[WRITTEN TASK]
Return the entries below in their exact form, leaving the pictures out.

-- Begin INFORMATION PROVIDED --

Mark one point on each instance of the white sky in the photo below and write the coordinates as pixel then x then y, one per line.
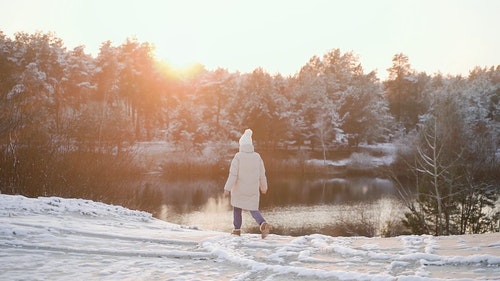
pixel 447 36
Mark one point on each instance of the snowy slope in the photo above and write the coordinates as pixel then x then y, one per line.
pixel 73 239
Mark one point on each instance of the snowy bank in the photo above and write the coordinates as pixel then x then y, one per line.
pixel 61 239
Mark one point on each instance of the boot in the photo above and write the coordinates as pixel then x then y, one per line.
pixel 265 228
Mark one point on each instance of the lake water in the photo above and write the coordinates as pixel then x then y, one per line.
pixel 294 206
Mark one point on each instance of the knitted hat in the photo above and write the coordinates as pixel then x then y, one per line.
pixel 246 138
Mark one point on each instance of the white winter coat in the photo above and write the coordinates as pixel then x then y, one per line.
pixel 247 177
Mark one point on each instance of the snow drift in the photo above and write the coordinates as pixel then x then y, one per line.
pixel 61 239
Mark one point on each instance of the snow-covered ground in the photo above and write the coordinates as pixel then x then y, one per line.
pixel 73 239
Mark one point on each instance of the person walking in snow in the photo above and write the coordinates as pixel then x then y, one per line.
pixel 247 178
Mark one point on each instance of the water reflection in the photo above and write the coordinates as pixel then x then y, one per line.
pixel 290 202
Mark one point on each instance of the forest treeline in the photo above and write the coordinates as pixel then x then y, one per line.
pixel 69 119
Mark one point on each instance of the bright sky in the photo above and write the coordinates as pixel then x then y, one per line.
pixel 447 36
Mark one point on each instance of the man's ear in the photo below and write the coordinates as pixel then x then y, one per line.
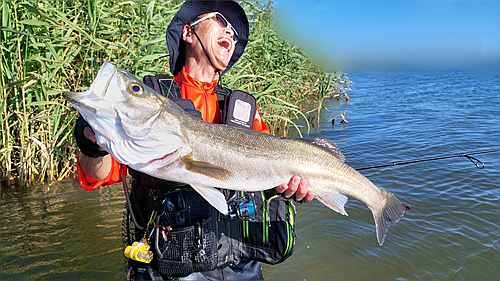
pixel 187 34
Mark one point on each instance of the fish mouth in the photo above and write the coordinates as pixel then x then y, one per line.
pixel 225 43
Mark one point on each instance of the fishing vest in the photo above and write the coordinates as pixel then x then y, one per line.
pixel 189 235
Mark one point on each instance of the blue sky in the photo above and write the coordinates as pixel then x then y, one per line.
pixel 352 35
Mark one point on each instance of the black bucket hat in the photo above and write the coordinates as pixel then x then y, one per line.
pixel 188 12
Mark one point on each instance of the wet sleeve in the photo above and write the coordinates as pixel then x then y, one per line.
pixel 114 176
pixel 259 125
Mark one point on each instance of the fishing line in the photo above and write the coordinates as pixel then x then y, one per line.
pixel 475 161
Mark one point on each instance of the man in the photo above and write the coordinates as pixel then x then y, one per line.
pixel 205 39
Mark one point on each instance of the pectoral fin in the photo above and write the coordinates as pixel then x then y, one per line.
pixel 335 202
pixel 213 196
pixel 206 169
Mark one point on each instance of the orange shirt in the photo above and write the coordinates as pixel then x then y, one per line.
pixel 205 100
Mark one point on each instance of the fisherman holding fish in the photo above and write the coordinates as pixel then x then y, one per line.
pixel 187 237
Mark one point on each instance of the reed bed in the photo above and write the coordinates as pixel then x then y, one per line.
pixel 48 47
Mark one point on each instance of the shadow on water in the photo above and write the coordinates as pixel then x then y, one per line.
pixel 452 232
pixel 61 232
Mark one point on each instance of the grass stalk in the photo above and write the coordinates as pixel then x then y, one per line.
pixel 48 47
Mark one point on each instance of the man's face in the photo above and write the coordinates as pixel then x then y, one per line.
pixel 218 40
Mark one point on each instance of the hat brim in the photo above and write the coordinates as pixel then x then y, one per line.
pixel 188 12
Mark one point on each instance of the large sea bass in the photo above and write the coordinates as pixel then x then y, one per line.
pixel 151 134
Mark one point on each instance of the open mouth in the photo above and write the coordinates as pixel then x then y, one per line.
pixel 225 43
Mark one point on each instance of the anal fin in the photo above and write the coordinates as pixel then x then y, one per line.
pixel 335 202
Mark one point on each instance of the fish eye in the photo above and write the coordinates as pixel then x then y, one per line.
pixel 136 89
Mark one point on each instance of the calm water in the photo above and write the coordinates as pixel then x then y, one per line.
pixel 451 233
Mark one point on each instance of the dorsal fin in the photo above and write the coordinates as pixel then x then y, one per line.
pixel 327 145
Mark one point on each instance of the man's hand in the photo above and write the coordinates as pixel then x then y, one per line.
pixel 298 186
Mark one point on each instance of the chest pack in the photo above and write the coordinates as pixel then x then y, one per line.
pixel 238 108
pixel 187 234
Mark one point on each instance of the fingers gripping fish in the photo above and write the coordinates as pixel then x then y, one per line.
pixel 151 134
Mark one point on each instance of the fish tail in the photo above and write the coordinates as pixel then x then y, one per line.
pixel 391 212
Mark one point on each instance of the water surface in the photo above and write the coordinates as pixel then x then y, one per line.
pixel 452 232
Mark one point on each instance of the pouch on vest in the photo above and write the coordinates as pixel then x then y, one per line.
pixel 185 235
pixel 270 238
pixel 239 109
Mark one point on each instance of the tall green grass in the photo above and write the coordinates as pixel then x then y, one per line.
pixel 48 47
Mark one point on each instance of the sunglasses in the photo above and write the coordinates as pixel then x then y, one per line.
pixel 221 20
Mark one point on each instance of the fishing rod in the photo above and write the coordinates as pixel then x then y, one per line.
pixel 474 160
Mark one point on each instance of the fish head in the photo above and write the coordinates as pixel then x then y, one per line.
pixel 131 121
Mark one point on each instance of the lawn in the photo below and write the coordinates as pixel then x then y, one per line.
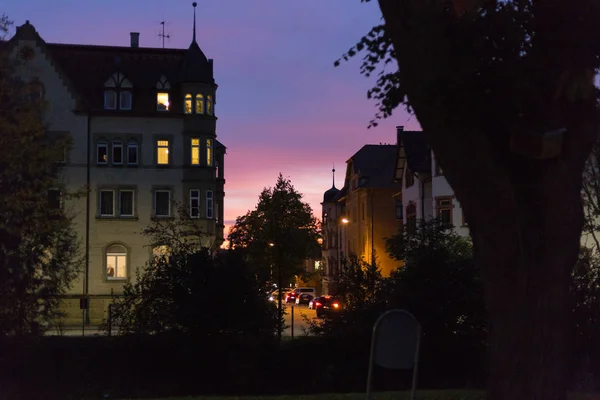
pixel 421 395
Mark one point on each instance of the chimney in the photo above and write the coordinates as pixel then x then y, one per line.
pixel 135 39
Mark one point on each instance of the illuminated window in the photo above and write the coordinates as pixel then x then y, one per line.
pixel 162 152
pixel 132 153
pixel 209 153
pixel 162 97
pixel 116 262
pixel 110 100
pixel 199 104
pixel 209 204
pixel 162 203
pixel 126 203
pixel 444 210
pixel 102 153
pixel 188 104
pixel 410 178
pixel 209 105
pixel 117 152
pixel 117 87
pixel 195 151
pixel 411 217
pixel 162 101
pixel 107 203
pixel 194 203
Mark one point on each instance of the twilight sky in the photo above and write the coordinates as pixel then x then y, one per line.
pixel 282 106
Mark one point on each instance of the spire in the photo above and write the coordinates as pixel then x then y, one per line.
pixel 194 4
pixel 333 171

-- End INFORMATION PROVIDED --

[RESPONSE TO THIS EXERCISE]
Mark one point on each instance of the white sky in the photo below and write the coordinates as pixel then x then y, one per line.
pixel 447 36
Mark one point on each instance of the snowy slope in the photo above and write the coordinates as pixel then x then y, one per line.
pixel 73 239
Mark one point on each instance of the snowy bank in the photo above and write the coordinates as pixel then x then y, one per line.
pixel 61 239
Mark one point on each instance of the boot in the photo above and write the coordinates as pixel then x then y, one per line.
pixel 265 228
Mark one point on each instance of the lake water in the photo above and write the coordinates as pixel then x then y, one per line.
pixel 294 206
Mark one point on each instance of the knitted hat in the photo above and write the coordinates as pixel then x then y, one per line.
pixel 246 138
Mark one point on each instance of the white winter coat in the photo above and write the coordinates as pixel then x then y, one per line.
pixel 247 177
Mark one point on each instance of the snow drift in the photo above and write the coordinates as pixel then x then y, one per line.
pixel 61 239
Mark one point on each instance of the snow-covered ground in the photo above and write the coordinates as pixel then x then y, one per line.
pixel 73 239
Mark one point on each instance of the person walking in snow in the photo above and write the coordinates as pixel then x then y, one per line.
pixel 247 178
Mark one point on each instance of the water reflection in the photo above and write the coordinates as pixel then x then y, one per line.
pixel 290 202
Mark one point on each instance of the forest treeline in the photo above and write the coordinates as pixel then x then y, one per line.
pixel 69 119
Mark one point on each instance of the bright sky in the photo above and write the coordinates as pixel then x then y, one per line.
pixel 447 36
Mark one point on each instance of the man's ear in the photo below and write the coordinates as pixel then x then y, one per line.
pixel 187 34
Mark one point on each instance of the fish mouth in the photo above and write the coordinates as pixel then x then y, one per line.
pixel 225 43
Mark one point on each instance of the fishing vest in the photo above and write the coordinates as pixel then x then y, one per line.
pixel 189 235
Mark one point on each instance of the blue sky in the photo above and write the coordinates as pixel then x then y, one per line.
pixel 352 35
Mark one point on each instance of the black bucket hat in the photo above and write the coordinates as pixel then x then y, one per line.
pixel 188 12
Mark one point on each instance of the wet sleeve in the photo above and write the coordinates as pixel then x then y, one per line.
pixel 114 176
pixel 259 125
Mark one point on each instance of the fishing line in the photo above and write the coordinates as pixel then x then y, one per line.
pixel 475 161
Mark one point on each instance of the man in the photo above and write the coordinates as pixel then x then y, one per line.
pixel 205 39
Mark one point on each instance of the pectoral fin in the photo above and write the coordinates as pixel then x then y, one per line.
pixel 335 202
pixel 213 196
pixel 206 169
Mark one point on each instance of the orange shirt in the photo above and write the coordinates as pixel then x then y, one per line.
pixel 205 100
Mark one point on each instance of the fisherman holding fish in the photo above and write the coordinates as pixel then x then y, one per line.
pixel 187 237
Mark one point on each instance of the reed bed in the photo above and write the coordinates as pixel then x then y, one per line.
pixel 48 47
Mark one point on each instance of the shadow on water in the photo above and write the coordinates as pixel then x then y, one per line.
pixel 452 232
pixel 61 232
Mark one point on each instance of the grass stalk in the photo above and write the coordinates as pixel then x then y, one per line.
pixel 48 47
Mark one point on each instance of the man's face in the photo above and write the coordinates as pixel then x then y, one per line.
pixel 218 40
Mark one point on each instance of the hat brim in the photo above and write the coordinates as pixel then x then y, one per line.
pixel 188 12
Mark one point on each instance of the large sea bass in the photo above and write the coordinates as pixel then x then y, one per line.
pixel 151 134
Mark one point on each instance of the open mouth in the photo above and write the coordinates as pixel then x then y, one per line.
pixel 225 43
Mark one point on each instance of the anal fin in the photo above and write the coordinates as pixel then x then y, one per line.
pixel 335 202
Mark one point on each instance of the fish eye in the photo above and write the coordinates as pixel then x then y, one per line.
pixel 136 89
Mark one point on each instance of the calm water in the photo above and write the coordinates as pixel then x then y, one per line.
pixel 451 233
Mark one point on each instance of the dorsal fin in the photo above and write the coordinates as pixel then x then y, one per line.
pixel 327 145
Mark one point on each instance of the man's hand in the photo above and write the coordinates as pixel then x then y, one per line.
pixel 298 186
Mark one point on each instance of the chest pack in the photo above and write the coordinates as pixel then x then y, one per line.
pixel 238 108
pixel 187 234
Mark one point on each instance of the fingers gripping fish in the photo above and write the coordinates as pixel then x then y, one per line.
pixel 151 134
Mark one point on each instance of the fish tail in the photo above and write the coordinates as pixel then x then y, one per line.
pixel 391 212
Mark one point on each instance of the water surface in the photo above and write the coordinates as pixel then x then y, one per line.
pixel 452 232
Mark one point on each instance of the pouch on vest in the photo above and write the coordinates as pixel then x then y, one per line.
pixel 185 235
pixel 270 238
pixel 239 109
Mark one point on each instance of the tall green grass in the photo above and write the coordinates as pixel then x then y, one per line.
pixel 48 47
Mark one point on each instance of the sunglasses in the photo above and write the coordinates as pixel then x then y, one per line.
pixel 221 20
Mark one point on each instance of the fishing rod in the photo above and write the coordinates as pixel then x then y, one per line.
pixel 474 160
Mark one point on each instance of the fish head in the photo above and write the coordinates as pixel then x then y, one per line.
pixel 131 121
Mark one point on each instance of the lawn in the photo below and write the coordinates as pixel then x then y, one per line.
pixel 421 395
Mark one point on each instance of the chimney in the photo above and write the coordinates as pixel then x then y, one per line.
pixel 135 39
Mark one point on each instance of the illuminated window in the photo above and write the coordinates as pixel then x then y, one per line.
pixel 162 152
pixel 132 153
pixel 209 153
pixel 162 97
pixel 116 262
pixel 110 100
pixel 199 104
pixel 209 204
pixel 162 203
pixel 126 203
pixel 444 210
pixel 102 153
pixel 188 104
pixel 410 178
pixel 209 105
pixel 117 152
pixel 117 87
pixel 195 151
pixel 411 217
pixel 162 101
pixel 107 203
pixel 194 203
Mark one point on each instance of the twilight sky in the photo above and write the coordinates as pixel then x then y, one per line.
pixel 282 106
Mark one point on each instance of the spire in the photo above and write the coordinates as pixel then x then y, one per line.
pixel 194 4
pixel 333 171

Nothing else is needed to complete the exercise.